─── SOURCE DOCUMENT ───

2520 is the smallest number that can be divided by each of the numbers from 1 to 10 without any remainder.

What is the smallest positive number that is evenly divisible by all of the numbers from 1 to 20?

I have worked through the problems using Java before, so using the same method as I did before, I just created a loop that iterated, however it seems that my code never ends.

Python:

i = 1
while 1:
    if i%2 == 0 and i%3==0 and i%4==0 and i%5==0 and i%6==0 and i%7==0 and i%8==0 and i%9==0 and i%10==0 and i%11==0 and i%12==0 and i%13==0 and i%14==0 and i%15==0 and i%16==0 and i%17==0 and i%18==0 and i%19==0:
        print i
        break
    i+=1

Java:

public class p5
{
    public static void main(String[] args)
    {
        for (int i=1;;i++)

───

WHAT IS NEEDED
Extract the passage of the divisibility post verbatim, beginning at the words "2520 is the" and stopping after "code never ends.".

─── DATA EXTRACT ───

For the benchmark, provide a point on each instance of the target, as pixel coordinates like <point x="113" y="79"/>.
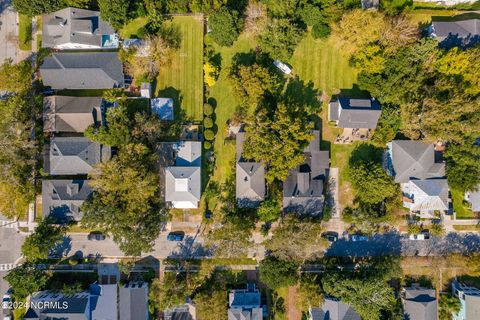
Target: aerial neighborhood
<point x="240" y="160"/>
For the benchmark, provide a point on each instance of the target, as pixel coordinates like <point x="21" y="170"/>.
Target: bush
<point x="207" y="109"/>
<point x="207" y="123"/>
<point x="321" y="31"/>
<point x="209" y="135"/>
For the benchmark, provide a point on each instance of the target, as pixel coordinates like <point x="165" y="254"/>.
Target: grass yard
<point x="24" y="32"/>
<point x="225" y="107"/>
<point x="463" y="212"/>
<point x="323" y="63"/>
<point x="130" y="30"/>
<point x="182" y="78"/>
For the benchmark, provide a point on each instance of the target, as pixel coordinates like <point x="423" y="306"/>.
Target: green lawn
<point x="323" y="63"/>
<point x="25" y="32"/>
<point x="182" y="78"/>
<point x="130" y="29"/>
<point x="225" y="107"/>
<point x="463" y="211"/>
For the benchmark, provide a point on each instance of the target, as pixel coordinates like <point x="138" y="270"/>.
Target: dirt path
<point x="292" y="312"/>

───

EXERCISE RESULT
2520 is the smallest number that can be divided by each of the numbers from 1 to 10 without any remainder.

What is the smallest positive number that is evenly divisible by all of the numbers from 1 to 20?

I have worked through the problems using Java before, so using the same method as I did before, I just created a loop that iterated, however it seems that my code never ends.